** START OF Dataset content **

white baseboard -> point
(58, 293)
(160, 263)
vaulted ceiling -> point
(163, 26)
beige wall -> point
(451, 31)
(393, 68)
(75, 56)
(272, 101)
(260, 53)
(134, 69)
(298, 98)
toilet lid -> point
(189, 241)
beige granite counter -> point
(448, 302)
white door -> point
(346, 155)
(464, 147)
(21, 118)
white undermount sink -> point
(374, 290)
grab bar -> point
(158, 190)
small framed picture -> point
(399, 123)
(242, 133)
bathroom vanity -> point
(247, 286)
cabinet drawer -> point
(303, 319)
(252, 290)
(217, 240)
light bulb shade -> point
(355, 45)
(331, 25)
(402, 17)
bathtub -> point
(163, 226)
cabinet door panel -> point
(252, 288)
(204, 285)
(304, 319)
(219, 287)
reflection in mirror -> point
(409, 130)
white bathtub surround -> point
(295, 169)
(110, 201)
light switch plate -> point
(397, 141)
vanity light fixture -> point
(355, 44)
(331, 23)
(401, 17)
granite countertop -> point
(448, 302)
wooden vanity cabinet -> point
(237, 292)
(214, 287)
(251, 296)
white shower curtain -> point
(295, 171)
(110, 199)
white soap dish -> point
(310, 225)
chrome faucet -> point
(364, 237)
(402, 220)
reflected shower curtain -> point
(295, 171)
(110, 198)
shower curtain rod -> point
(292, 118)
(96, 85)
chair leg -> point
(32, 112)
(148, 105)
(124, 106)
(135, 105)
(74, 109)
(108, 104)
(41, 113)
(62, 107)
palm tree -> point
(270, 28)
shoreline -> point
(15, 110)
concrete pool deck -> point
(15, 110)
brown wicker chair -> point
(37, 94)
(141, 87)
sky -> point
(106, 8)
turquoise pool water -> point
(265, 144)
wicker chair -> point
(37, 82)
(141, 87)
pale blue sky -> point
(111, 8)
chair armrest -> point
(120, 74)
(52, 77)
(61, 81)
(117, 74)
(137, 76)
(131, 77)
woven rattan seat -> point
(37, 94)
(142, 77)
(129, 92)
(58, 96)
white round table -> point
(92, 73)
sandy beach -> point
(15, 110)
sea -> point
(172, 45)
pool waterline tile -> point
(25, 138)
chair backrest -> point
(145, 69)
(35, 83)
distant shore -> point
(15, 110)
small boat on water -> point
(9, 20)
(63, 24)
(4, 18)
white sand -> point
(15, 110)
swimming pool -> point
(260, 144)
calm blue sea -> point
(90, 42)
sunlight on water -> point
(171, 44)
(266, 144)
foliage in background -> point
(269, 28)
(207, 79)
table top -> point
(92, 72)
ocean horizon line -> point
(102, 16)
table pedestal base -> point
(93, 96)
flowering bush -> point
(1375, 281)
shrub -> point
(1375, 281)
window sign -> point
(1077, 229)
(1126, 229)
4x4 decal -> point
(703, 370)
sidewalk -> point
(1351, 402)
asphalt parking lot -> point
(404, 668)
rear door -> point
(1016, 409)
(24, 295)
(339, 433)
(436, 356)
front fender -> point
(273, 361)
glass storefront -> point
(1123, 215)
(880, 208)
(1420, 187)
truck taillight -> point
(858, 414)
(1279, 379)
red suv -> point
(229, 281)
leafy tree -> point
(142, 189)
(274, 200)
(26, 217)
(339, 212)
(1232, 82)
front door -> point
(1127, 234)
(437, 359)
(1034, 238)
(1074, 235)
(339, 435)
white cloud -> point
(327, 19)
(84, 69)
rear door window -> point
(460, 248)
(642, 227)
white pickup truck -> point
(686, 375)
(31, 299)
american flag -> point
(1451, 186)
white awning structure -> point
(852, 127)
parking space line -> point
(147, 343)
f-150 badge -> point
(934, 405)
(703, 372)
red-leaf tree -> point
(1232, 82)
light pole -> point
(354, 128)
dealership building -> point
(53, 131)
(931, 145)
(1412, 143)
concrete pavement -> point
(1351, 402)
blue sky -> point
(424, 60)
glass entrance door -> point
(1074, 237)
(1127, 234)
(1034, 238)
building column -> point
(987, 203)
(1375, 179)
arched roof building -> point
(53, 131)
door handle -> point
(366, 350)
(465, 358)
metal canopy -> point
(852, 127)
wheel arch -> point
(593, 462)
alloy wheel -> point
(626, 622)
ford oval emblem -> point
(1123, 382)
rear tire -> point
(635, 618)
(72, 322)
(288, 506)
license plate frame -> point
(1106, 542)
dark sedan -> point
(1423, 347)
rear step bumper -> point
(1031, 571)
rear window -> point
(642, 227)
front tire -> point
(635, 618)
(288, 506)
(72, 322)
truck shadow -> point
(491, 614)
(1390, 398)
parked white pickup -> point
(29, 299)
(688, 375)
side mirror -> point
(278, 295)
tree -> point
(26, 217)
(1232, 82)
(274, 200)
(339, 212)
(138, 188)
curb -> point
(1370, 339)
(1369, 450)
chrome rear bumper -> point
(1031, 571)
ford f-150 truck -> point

** END OF Dataset content **

Give back, unchanged, every line from the one with "swimming pool -> point" to the end of the entries above.

* [Finished answer]:
swimming pool -> point
(260, 144)
calm blue sea -> point
(90, 42)
sunlight on water -> point
(171, 44)
(266, 144)
foliage in background -> point
(269, 28)
(207, 79)
table top -> point
(92, 72)
ocean horizon line -> point
(102, 16)
table pedestal base -> point
(93, 96)
flowering bush -> point
(1375, 281)
shrub -> point
(1375, 281)
window sign -> point
(1077, 229)
(1126, 229)
4x4 decal -> point
(703, 370)
sidewalk -> point
(1351, 402)
asphalt parking lot -> point
(404, 668)
rear door -> point
(1016, 409)
(24, 295)
(339, 433)
(436, 356)
front fender -> point
(273, 361)
glass storefront -> point
(1123, 215)
(880, 208)
(1420, 187)
truck taillight -> point
(858, 414)
(1279, 379)
red suv -> point
(229, 281)
leafy tree -> point
(142, 189)
(274, 200)
(26, 217)
(339, 212)
(1232, 82)
front door -> point
(1127, 234)
(437, 359)
(1034, 238)
(1074, 235)
(339, 435)
white cloud -> point
(327, 19)
(84, 69)
rear door window -> point
(460, 248)
(642, 227)
white pickup truck -> point
(686, 375)
(31, 299)
american flag -> point
(1451, 186)
white awning structure -> point
(852, 127)
parking space line -> point
(147, 343)
f-150 badge -> point
(934, 405)
(703, 372)
red-leaf tree -> point
(1232, 82)
light pole -> point
(354, 128)
dealership building -> point
(53, 131)
(931, 145)
(1412, 143)
concrete pavement -> point
(1351, 402)
blue sky -> point
(424, 60)
glass entrance door -> point
(1074, 237)
(1127, 234)
(1034, 238)
building column -> point
(987, 203)
(1375, 179)
arched roof building -> point
(53, 131)
door handle -> point
(366, 350)
(465, 358)
metal canopy -> point
(852, 127)
wheel arch -> point
(593, 462)
alloy wheel -> point
(626, 622)
ford oval emblem -> point
(1123, 382)
rear tire -> point
(635, 618)
(72, 322)
(288, 506)
license plate frame -> point
(1106, 542)
dark sedan -> point
(1423, 347)
rear step bumper -> point
(1031, 571)
rear window -> point
(642, 227)
front tire -> point
(635, 618)
(288, 506)
(72, 322)
truck shadow -> point
(491, 614)
(1390, 398)
parked white pickup -> point
(29, 299)
(688, 375)
side mirror -> point
(278, 295)
tree -> point
(26, 217)
(1232, 82)
(274, 200)
(339, 212)
(138, 188)
curb -> point
(1370, 339)
(1369, 450)
chrome rear bumper -> point
(1031, 571)
ford f-150 truck -> point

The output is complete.